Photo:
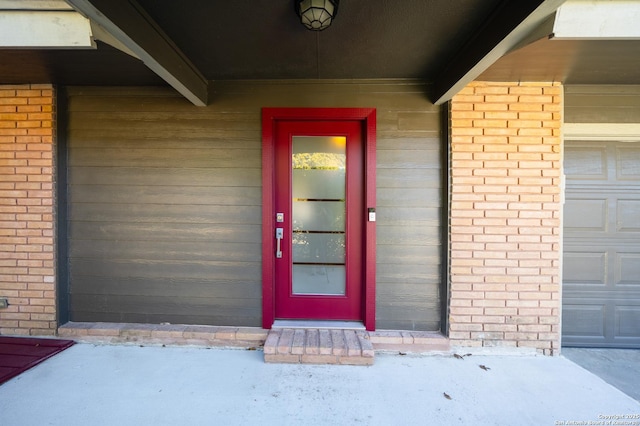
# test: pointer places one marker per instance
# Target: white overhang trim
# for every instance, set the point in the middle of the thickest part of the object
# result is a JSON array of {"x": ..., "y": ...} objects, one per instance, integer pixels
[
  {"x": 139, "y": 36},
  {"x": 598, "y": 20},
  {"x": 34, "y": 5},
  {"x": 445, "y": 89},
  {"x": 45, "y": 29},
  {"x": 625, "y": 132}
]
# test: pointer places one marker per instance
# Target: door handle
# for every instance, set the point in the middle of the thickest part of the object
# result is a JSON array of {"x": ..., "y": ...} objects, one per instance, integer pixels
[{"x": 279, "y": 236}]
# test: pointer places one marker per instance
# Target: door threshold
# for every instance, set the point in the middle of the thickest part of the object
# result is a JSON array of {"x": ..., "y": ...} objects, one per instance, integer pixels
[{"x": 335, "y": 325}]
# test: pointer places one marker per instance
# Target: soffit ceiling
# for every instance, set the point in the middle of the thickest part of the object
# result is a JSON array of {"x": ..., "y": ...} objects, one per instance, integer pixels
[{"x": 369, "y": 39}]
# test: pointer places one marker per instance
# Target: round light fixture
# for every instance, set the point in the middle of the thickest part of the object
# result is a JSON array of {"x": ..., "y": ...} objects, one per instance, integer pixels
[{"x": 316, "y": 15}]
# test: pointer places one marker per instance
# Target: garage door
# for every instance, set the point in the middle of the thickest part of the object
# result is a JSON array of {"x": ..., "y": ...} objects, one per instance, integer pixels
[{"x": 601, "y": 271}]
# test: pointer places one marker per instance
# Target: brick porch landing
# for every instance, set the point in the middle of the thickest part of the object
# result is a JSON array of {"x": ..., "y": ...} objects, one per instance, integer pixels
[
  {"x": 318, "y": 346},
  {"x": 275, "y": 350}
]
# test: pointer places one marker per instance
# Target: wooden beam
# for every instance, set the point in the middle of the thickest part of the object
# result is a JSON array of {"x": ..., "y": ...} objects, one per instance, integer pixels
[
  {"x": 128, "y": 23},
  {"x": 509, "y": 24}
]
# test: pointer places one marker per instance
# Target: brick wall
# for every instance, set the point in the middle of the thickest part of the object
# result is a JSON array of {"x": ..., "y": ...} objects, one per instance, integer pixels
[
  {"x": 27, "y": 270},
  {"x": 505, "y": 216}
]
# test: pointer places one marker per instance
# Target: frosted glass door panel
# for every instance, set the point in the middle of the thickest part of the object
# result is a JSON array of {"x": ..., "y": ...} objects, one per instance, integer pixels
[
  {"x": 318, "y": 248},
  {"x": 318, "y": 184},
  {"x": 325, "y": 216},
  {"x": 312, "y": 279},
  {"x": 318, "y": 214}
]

======

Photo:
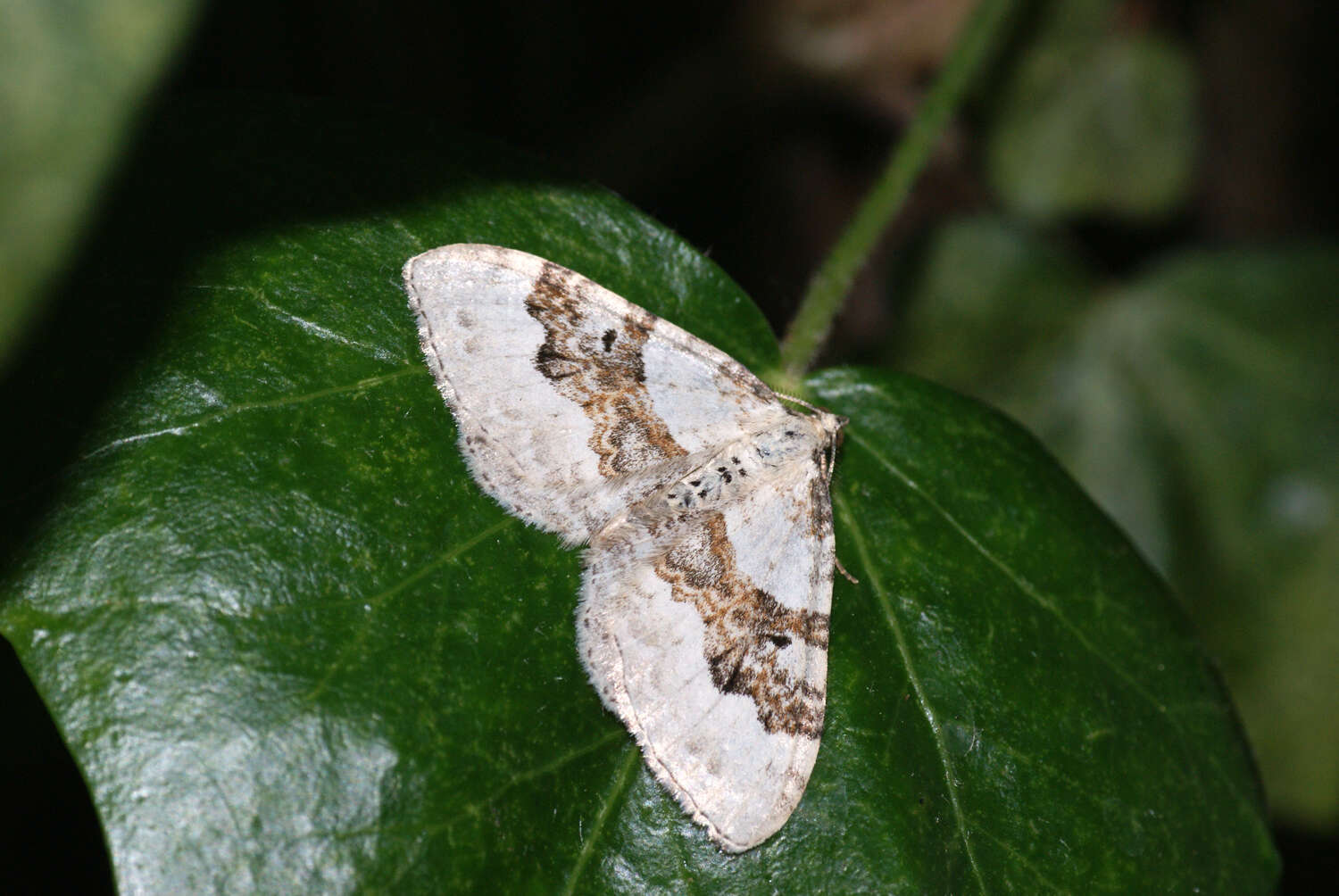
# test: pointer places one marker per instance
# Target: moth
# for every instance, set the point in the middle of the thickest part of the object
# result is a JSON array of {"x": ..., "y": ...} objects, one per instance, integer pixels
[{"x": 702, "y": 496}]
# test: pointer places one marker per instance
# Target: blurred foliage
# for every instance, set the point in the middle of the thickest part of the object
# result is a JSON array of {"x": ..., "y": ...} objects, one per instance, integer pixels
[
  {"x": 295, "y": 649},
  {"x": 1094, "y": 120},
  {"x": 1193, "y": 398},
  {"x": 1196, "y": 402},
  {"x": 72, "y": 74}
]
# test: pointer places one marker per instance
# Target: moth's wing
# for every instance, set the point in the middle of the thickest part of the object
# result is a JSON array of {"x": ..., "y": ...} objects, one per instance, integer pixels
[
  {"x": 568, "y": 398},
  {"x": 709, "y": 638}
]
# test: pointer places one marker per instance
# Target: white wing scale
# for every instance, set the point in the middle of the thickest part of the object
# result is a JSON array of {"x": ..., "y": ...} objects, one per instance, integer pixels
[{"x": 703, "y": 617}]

======

The answer must be every line of the listing that holds the word "door".

# Target: door handle
# Target: door threshold
# Target: garage door
# Target: frosted glass door panel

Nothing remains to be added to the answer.